TASK 1
In the Beehive Industries article, about how much of the 500 lb thrust jet engine demonstrator is made with additive manufacturing?
TASK 2
Write the next part of the Beehive Industries article, picking up after its final sentence.

SOURCE TEXT
== Segment start ==

Beehive Industries® CEO Mohammad Ehteshami Delivers America’s Next Defense Solution

Beehive Industries® CEO Mohammad Ehteshami has worked in the aerospace industry for over 40 years, building jet engines. But his proudest achievement isn’t an engine. It’s the team he built at Beehive.

That team has designed and delivered a 500 lbf jet engine built with additive manufacturing (3D printing). This engine, specifically designed for defense applications, is a significant milestone. Designing and manufacturing with additive has allowed the Beehive team to rapidly produce an engine that offers improvements across the board.

Speaking from the manufacturing floor, Ehteshami breaks into a big smile when asked about the team.

“The best product Beehive has produced is our team, and I couldn’t be prouder,” said Ehteshami. “That’s what has made the engine possible. We brought together engineers and experts from different backgrounds, from large OEMs to startups, and asked them to work together in a new way. We don’t silo design, manufacturing, and assembly. We’re all one team. I do not doubt that many more engines and breakthroughs will come out of this team.”

The Beehive origin story

Beehive began with Ehteshami seeing a problem. That problem was the cost of producing jet engines for U.S. defense applications and the time required to deliver engines. Traditional manufacturing was, and still is, too costly and slow. He believed that additive manufacturing could change both.

“We identified a need within the defense sector to disrupt the cost and speed of jet engine manufacturing,” explains Ehteshami. “Following extensive research, we determined that we could produce an engine in a fraction of the time and at a portion of the cost with additive manufacturing. Most importantly, we knew we could do it all in the U.S.”

Using additive manufacturing to accelerate production became Beehive’s focus, but the team knew that additive could deliver more significant benefits. The result is a 500 lb thrust jet engine demonstrator, the first in a suite of propulsion systems. This engine, with its versatility and adaptability, has the potential to power a wide range of defense applications. Close to 90% of the demonstrator is manufactured with additive.

== Segment end ==

DATASET RECORDS

== Segment start ==

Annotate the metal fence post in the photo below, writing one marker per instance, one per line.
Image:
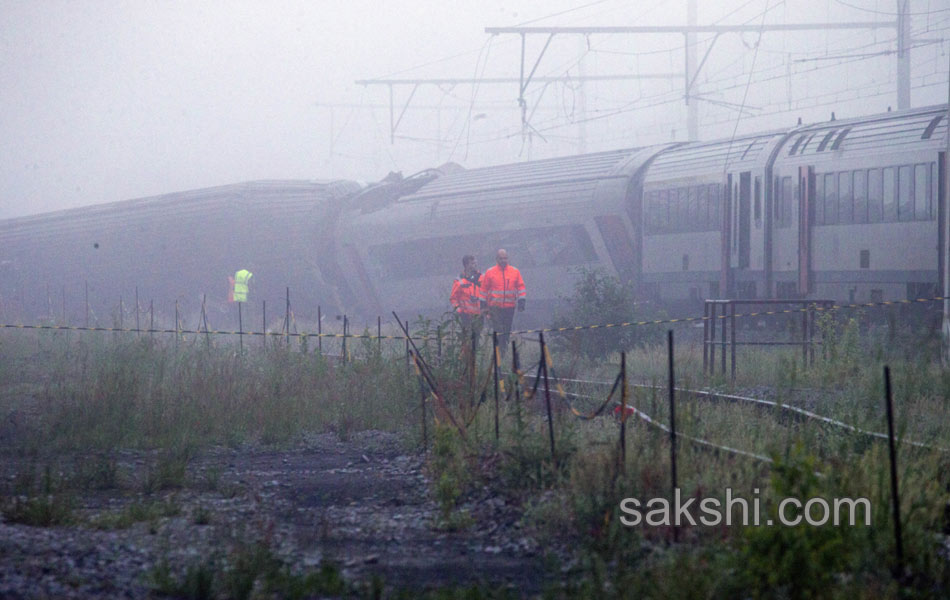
(547, 396)
(895, 496)
(672, 386)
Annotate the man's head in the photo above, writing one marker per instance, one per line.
(469, 264)
(502, 258)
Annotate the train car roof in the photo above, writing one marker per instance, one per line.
(893, 130)
(561, 170)
(716, 157)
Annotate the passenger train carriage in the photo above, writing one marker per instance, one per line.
(846, 209)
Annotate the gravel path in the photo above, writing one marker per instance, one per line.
(362, 504)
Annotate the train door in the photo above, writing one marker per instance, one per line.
(725, 246)
(745, 220)
(943, 227)
(806, 199)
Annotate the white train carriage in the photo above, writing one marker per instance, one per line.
(553, 216)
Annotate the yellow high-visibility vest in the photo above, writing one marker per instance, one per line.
(240, 285)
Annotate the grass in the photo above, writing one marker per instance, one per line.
(101, 395)
(95, 396)
(574, 497)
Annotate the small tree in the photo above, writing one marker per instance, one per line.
(602, 299)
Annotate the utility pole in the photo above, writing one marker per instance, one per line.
(395, 120)
(944, 211)
(692, 108)
(689, 32)
(903, 54)
(581, 114)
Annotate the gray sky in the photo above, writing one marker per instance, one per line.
(103, 101)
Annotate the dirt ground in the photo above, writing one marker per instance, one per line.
(362, 503)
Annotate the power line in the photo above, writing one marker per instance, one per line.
(893, 14)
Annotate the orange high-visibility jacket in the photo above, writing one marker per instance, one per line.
(502, 288)
(465, 296)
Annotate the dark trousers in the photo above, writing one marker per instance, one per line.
(501, 319)
(471, 330)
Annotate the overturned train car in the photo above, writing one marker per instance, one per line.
(175, 248)
(850, 210)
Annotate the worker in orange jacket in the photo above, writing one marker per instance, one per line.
(502, 289)
(467, 302)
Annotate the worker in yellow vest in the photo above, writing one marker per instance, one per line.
(241, 279)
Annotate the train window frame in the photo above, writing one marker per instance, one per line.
(788, 197)
(757, 202)
(905, 194)
(860, 195)
(845, 198)
(702, 210)
(825, 140)
(805, 145)
(934, 190)
(840, 138)
(889, 195)
(876, 195)
(921, 192)
(830, 202)
(931, 127)
(797, 143)
(662, 211)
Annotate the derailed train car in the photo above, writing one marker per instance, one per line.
(553, 216)
(846, 209)
(175, 247)
(851, 210)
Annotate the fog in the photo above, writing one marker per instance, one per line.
(107, 101)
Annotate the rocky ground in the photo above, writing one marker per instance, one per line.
(362, 504)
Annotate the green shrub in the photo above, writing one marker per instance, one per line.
(601, 299)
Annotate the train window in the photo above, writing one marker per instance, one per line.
(905, 197)
(805, 145)
(562, 245)
(692, 209)
(819, 209)
(714, 204)
(827, 138)
(649, 212)
(875, 196)
(788, 197)
(786, 289)
(702, 208)
(795, 146)
(845, 201)
(662, 211)
(757, 203)
(679, 216)
(930, 127)
(840, 139)
(831, 199)
(934, 194)
(861, 196)
(777, 200)
(921, 192)
(890, 196)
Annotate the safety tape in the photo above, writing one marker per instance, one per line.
(712, 395)
(665, 428)
(815, 308)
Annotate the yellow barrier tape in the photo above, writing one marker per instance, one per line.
(815, 308)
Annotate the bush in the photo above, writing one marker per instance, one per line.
(601, 299)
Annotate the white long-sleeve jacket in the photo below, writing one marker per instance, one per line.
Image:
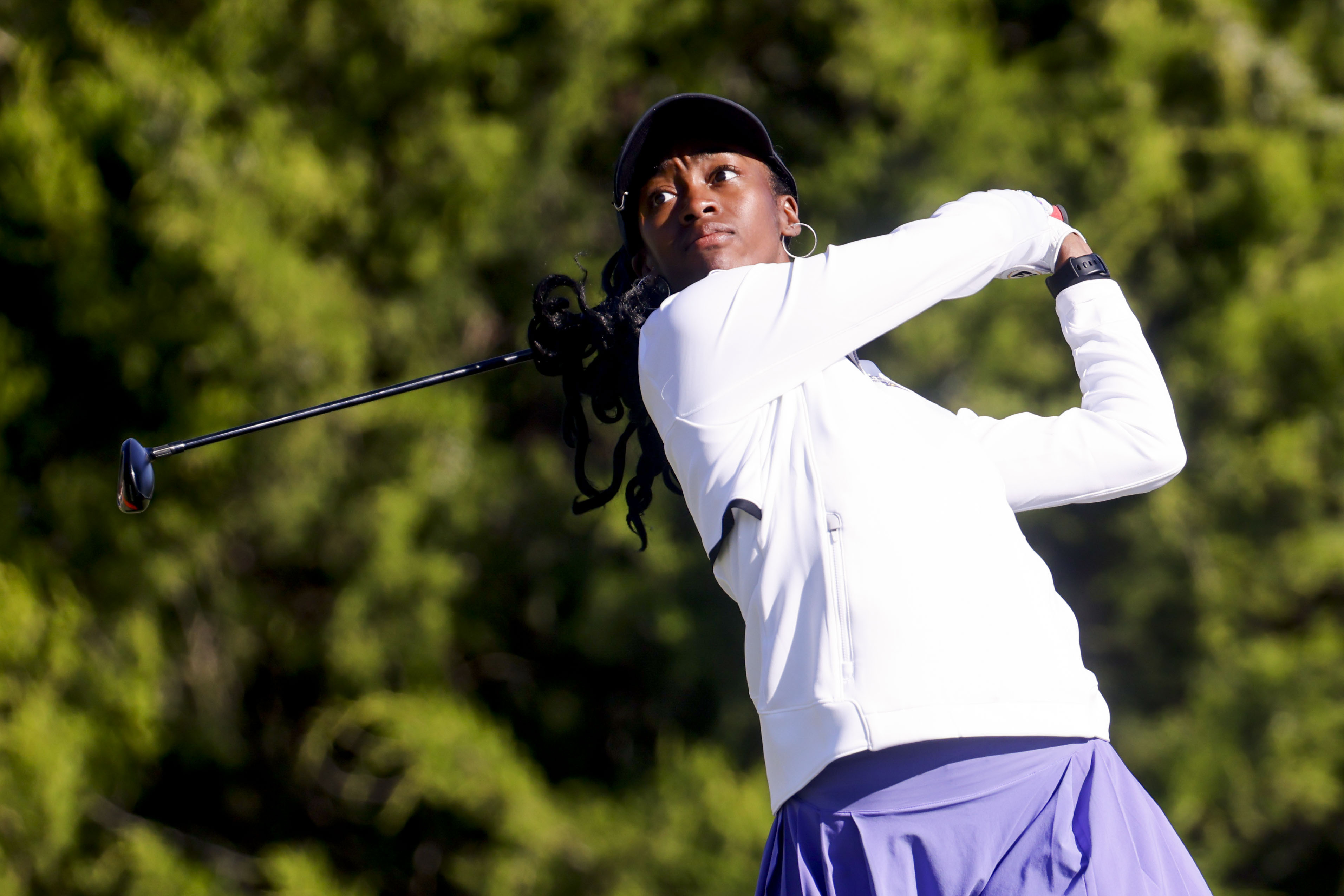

== Segment end ==

OUTPUT 1
Close to 90%.

OUTPUT 2
Speed, cost, quality, and consolidation

Ehteshami breaks down the benefits of additive into four categories.

Speed. Manufacturing with additive reduces the life cycle of development, production, assembly, and testing by half. By accelerating production with additive, Beehive can deliver a new engine significantly faster than traditional manufacturing.

Cost. An additively enabled engine has dramatically fewer parts. Compared to traditional jet engine manufacturing, an additively enabled engine will only have approximately 10 percent of the parts. In addition to fewer parts, designing for additive reduces the number of assemblies, significantly reducing post-production processes and touch time.

Quality. Beehive controls all aspects of the production process. Beehive designs, prints, machines, assembles, and tests engines in-house to meet the specific requirements of the applications they power.

Consolidation. Not only are parts consolidated, but so is the supply chain. Beehive controls every aspect of production, eliminating the opportunity for disruption from third-party suppliers.

This level of control and efficiency is not limited to the demonstrator engine. Beehive envisions a future where additive manufacturing benefits the entire aerospace industry, from small components to large structures, making production faster, more cost-effective, and more easily modified.

Ehteshami also stresses an advantage beyond cost savings, time to delivery, and performance. He emphasizes that Beehive engines are 100% American-made. Each engine is designed, manufactured, assembled, instrumented, tested, and inspected inside one of Beehive’s U.S. facilities.

“We want American troops to have what they need when they need it, and we know we can accelerate more and better propulsion for America’s defense,” explains Ehteshami. “Our engines will power drones, UAVs, and missiles, providing a deterrent to our enemies and an advantage to our troops on the ground, in the air, and at sea.”

Lighting the spark

The Beehive team designed and built the engine and the test cells used for First Engine to Test (FETT), an extensive testing process for new engines.

“We use First Engine to Test for data acquisition to refine the design and inform future designs,” explains Ehteshami. “Before we start the engine, we test everything in the test cell: lubrication, fuel, dry motoring, wet motoring, fluid and air delivery, and much more. Then, we spin the engine to speed, and introduce fuel and ignite it or and spark ignition or and light it up. Throughout, we’re watching hundreds of instrumentations to monitor engine behavior–vibration, stresses, temperature, speed, you name it. Then, we repeat.”

During testing, the Beehive team examines the results against their expectations. Then, they apply what they have learned to improve and enhance engine design and the manufacturing process.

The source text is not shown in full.